■ DIRECTIVE:
Rewrite all of the data below, replacing every "emit a line" with "output a line" and leaving everything else unchanged.

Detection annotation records
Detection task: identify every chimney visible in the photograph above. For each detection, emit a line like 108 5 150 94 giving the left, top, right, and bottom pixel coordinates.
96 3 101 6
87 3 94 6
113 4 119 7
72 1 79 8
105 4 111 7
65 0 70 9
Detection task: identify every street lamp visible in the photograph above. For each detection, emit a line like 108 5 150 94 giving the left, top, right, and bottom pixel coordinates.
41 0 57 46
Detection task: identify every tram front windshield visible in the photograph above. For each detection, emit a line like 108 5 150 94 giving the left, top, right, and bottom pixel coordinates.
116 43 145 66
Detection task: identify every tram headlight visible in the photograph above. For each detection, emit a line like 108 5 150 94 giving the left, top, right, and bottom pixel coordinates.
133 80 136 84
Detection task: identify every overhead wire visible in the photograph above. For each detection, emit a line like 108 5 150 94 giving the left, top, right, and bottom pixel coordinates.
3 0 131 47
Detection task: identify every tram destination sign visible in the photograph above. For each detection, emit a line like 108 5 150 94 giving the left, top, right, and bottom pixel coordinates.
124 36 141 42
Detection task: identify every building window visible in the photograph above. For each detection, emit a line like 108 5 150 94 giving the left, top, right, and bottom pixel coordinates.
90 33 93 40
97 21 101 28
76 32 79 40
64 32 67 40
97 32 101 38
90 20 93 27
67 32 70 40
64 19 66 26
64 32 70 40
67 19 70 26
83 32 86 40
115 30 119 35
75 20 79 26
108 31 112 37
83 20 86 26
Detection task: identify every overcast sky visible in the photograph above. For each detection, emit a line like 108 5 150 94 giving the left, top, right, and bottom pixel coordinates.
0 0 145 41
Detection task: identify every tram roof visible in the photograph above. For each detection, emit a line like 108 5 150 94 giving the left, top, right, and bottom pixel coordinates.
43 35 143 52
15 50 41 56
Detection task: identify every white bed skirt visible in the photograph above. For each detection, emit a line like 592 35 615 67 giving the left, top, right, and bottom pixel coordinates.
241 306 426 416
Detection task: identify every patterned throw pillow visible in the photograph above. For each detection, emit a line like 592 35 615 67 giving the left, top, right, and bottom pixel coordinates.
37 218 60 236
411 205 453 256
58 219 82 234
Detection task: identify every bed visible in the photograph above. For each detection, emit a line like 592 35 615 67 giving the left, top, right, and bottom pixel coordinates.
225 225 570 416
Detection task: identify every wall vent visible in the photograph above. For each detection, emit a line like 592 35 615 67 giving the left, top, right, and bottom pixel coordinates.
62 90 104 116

■ ANSWER TO THIS PROBLEM:
Detection task: identify every chimney visible in the photograph above. For each detection, output a line like 108 5 150 94 giving the left, top, right, and bottom pixel coordinates.
96 3 101 6
87 3 94 6
113 4 119 7
72 1 79 8
105 4 111 7
65 0 70 9
Detection task: identify every street lamp visible in the photograph above. For each detection, output a line like 108 5 150 94 giving the left, top, right, and bottom pixel coordinates.
41 0 57 46
Detection task: identify every tram front windshield visible in the photograph above. For each detection, output a line like 108 5 150 94 giving the left, top, right, and bottom pixel coordinates.
116 43 145 66
Detection task: identify every tram headlight visible in the photograph above. For each detection, output a line like 108 5 150 94 giving the left, top, right, and bottom pixel coordinates.
133 80 136 84
Detection task: identify every overhead wire visible in the photograph above. For each detection, output a line like 108 5 150 94 giving the left, top, right, and bottom pixel coordinates.
3 0 131 47
Detection task: identify every tram destination sign visible in the photograph above. For each detection, output a line like 108 5 150 94 giving the left, top, right, and bottom pixel coordinates.
124 36 141 42
Detection task: identify every building window visible in the photograph above. For each detection, output a line like 108 5 150 94 giving the left, top, right, and bottom pixel coordinates.
90 33 93 40
97 21 101 28
76 32 79 40
64 32 67 40
97 32 101 38
90 20 93 27
67 32 70 40
64 19 66 26
64 32 70 40
67 19 70 26
83 32 86 40
115 30 119 35
75 20 79 26
108 31 112 37
83 20 86 26
Detection task: identify every overcast sky visible in the photograph above. For each detection, output a line like 108 5 150 94 giving the left, top, right, and bottom pixel coordinates.
0 0 145 41
Detection task: identify every tram roof visible in the photograph above. For each detection, output a line like 108 5 150 94 giving the left, top, right, and bottom pixel coordinates.
43 35 143 52
15 50 41 56
Detection task: identify every white bed skirt visible in the photograph above. For each detection, output a line like 592 35 615 67 giving the left, top, right, and bottom pixel coordinates.
241 306 426 416
Detection task: identify every patterned throw pillow visible in the photograph above. For each detection, output a line like 592 35 615 67 giving the left, top, right, and bottom pixel coordinates.
37 218 60 236
411 205 453 256
58 219 82 234
Detection task: identify every bed visible in the photograph above. For each detection, output a line like 592 35 615 67 giving the left, top, right, and bottom pixel coordinates.
225 225 570 416
Detection task: identify every wall vent visible in the photograph above. For each detection, output a line like 592 35 615 67 giving the left, top, right, and bottom pixel coordinates.
62 90 104 116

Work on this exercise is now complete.